*** Dataset extract ***

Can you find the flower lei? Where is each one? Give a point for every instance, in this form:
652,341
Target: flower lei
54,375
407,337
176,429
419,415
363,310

*** End of Dataset extract ***

--- Exercise ---
Return the lines above exactly, keeping every word.

--- Expected answer ---
Can you find the flower lei? Where is each one? Give a point for every instance, in this form:
652,341
Target: flower lei
54,375
407,337
176,429
419,415
363,310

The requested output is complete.